Top of Provided records
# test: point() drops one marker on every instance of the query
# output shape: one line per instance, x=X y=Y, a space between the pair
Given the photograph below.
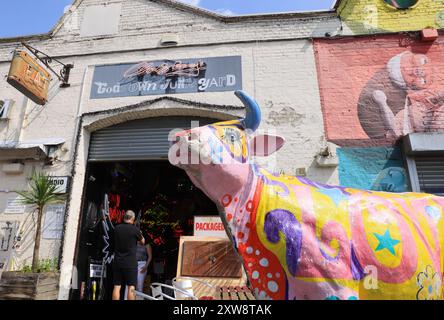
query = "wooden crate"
x=29 y=286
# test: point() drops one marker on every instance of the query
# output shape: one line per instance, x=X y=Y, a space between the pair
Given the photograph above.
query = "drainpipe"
x=72 y=155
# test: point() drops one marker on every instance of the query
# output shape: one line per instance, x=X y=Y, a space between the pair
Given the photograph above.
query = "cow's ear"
x=264 y=145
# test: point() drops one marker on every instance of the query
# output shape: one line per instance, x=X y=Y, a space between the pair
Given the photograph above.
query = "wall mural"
x=390 y=86
x=362 y=17
x=379 y=169
x=299 y=239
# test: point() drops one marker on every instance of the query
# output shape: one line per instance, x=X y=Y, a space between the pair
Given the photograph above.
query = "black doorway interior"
x=147 y=188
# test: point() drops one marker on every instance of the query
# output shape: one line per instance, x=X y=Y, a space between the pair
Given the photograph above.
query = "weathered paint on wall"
x=375 y=90
x=372 y=16
x=379 y=169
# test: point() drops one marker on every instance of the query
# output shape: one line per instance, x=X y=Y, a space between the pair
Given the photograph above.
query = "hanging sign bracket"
x=63 y=76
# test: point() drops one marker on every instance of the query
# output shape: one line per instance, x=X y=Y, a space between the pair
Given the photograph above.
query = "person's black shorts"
x=124 y=276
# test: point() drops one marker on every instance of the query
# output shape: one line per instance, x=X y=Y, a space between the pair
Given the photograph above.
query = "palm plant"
x=42 y=192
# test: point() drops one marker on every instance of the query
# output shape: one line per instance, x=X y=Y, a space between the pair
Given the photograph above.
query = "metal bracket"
x=63 y=76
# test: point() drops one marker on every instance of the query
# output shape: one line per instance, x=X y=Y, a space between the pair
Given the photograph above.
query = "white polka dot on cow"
x=263 y=262
x=272 y=286
x=262 y=295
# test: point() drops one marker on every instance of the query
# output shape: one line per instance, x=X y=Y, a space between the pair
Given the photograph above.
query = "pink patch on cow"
x=226 y=200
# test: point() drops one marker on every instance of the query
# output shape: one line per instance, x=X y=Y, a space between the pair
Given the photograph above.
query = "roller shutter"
x=430 y=174
x=145 y=139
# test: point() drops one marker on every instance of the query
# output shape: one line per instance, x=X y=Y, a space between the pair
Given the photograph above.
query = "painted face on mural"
x=410 y=71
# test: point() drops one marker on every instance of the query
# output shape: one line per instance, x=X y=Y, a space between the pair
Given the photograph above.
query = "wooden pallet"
x=29 y=286
x=234 y=293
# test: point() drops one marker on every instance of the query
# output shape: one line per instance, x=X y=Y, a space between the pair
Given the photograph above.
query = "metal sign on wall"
x=209 y=226
x=167 y=77
x=29 y=77
x=61 y=183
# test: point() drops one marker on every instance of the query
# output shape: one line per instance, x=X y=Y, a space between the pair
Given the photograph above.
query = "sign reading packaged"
x=167 y=77
x=61 y=183
x=29 y=77
x=209 y=226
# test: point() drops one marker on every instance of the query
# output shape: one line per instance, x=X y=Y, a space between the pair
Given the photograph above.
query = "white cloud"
x=191 y=2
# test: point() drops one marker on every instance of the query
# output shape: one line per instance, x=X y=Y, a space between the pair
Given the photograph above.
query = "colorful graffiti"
x=379 y=169
x=299 y=239
x=372 y=16
x=390 y=86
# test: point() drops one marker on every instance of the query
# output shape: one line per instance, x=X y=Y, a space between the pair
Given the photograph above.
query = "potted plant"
x=40 y=280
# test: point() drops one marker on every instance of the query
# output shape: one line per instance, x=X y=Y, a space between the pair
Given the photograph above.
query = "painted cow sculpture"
x=299 y=239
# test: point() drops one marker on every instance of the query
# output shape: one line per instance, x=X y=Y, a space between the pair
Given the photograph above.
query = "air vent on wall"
Bottom of Provided records
# [Task to complete]
Reproduce every record exactly; images stay out.

# [Written reply]
# test: point() drops one marker on every instance of the query
# output shape: one line per instance, x=X y=Y, a space between the pair
Given the photograph below.
query = "wooden crate"
x=29 y=286
# test: point() drops one marker on every instance of the query
# output shape: one line per instance, x=X y=Y, a space between the pair
Given the photograph above.
query = "drainpipe"
x=72 y=155
# test: point() drops one marker on every instance of the query
# output shape: one line per instance, x=X y=Y, a space between the pair
Given the photograph above.
query = "cow's ear"
x=264 y=145
# test: point() drops one marker on every instance of the query
# output shape: one line per instance, x=X y=Y, a space between the pair
Given the photograph above.
query = "wall mural"
x=390 y=86
x=362 y=17
x=379 y=169
x=299 y=239
# test: point() drops one marker on every instance of the query
# output shape: one line per instance, x=X y=Y, a space between the pair
Given the photograph above.
query = "black doorway interior"
x=147 y=188
# test: point() drops one marker on every instance of the query
# output shape: one line per instance, x=X y=Y, a space between the pair
Given the photograph above.
query = "weathered paint on wall"
x=375 y=90
x=372 y=16
x=379 y=169
# test: point() drops one marker on every instance of the query
# output shape: one line per instance, x=X y=Y, a space between the pair
Given the photograph above.
query = "hanging sign bracket"
x=63 y=76
# test: point() drops one marker on every instance of the query
# output shape: one line per instance, x=X y=Y, a space between the pair
Given the photograph above.
query = "person's black shorts"
x=124 y=276
# test: point() drops one marker on every instance of the query
# output shape: one line per instance, x=X y=Y, a space between the pair
Given the photograph above.
query = "palm plant"
x=42 y=192
# test: point() drops one marker on every instance of the query
# output shape: one line per instance, x=X y=Y, a space between the pair
Given the photograph above.
query = "metal bracket"
x=63 y=76
# test: point() drops one marker on every instance of the query
# output shape: one line per instance, x=X y=Y, a space between the pair
Given the photograph above.
query = "white polka dot on cow"
x=263 y=262
x=272 y=286
x=262 y=295
# test: point() drops one marker on every instance of the query
# output shape: one line per instance, x=X y=Y, a space between the pair
Given the photograph above.
query = "pink patch on cow"
x=226 y=200
# test: point() drops one marker on every instance of the query
# output shape: one line per instance, x=X y=Y, a space between the pair
Given the photograph above.
query = "roller shutter"
x=430 y=174
x=145 y=139
# test: point() drops one marker on every instance of the query
# output shape: one line per instance, x=X y=Y, a space between the pair
Given the photograph above.
query = "painted face on mural"
x=410 y=71
# test: point() drops one marker on every instance of the query
# output shape: one line per instance, x=X y=Y, a space between the pair
Given the photograph above.
query = "wooden pallet"
x=29 y=286
x=234 y=293
# test: point() drops one marker on every instance of the query
# output shape: one line per instance, x=X y=Y, a space between the pair
Given the photograph above.
query = "metal sign on wall"
x=209 y=226
x=167 y=77
x=29 y=77
x=61 y=183
# test: point() drops one marker on every instance of the query
# output shape: one line per instance, x=X y=Y, a space between the pair
Given the photograph above.
query = "sign reading packaged"
x=167 y=77
x=61 y=183
x=29 y=77
x=209 y=226
# test: point() drops one marker on every instance of the query
# output shape: one line per instance, x=X y=Y, a space between the pair
Given the photograph above.
query = "white cloud"
x=191 y=2
# test: point() drops one marker on every instance of the query
# output shape: one line per instance, x=X y=Y, a space between the pair
Given the photograph above.
query = "colorful graffiti"
x=379 y=169
x=299 y=239
x=372 y=16
x=390 y=86
# test: point() drops one marker on every instance of the query
# output shape: one line per instance, x=X y=Y, a space between the pair
Given the photograph above.
query = "potted plant"
x=40 y=280
# test: point() drops one marker on every instance of the query
# output shape: one line per instance, x=X y=Y, a space between the pair
Given the photograph above.
query = "painted cow sculpture"
x=299 y=239
# test: point() drops one marker on every instance of the query
# output shape: one line per instance, x=X y=Y, a space between the pair
Given the photograph above.
query = "air vent on wall"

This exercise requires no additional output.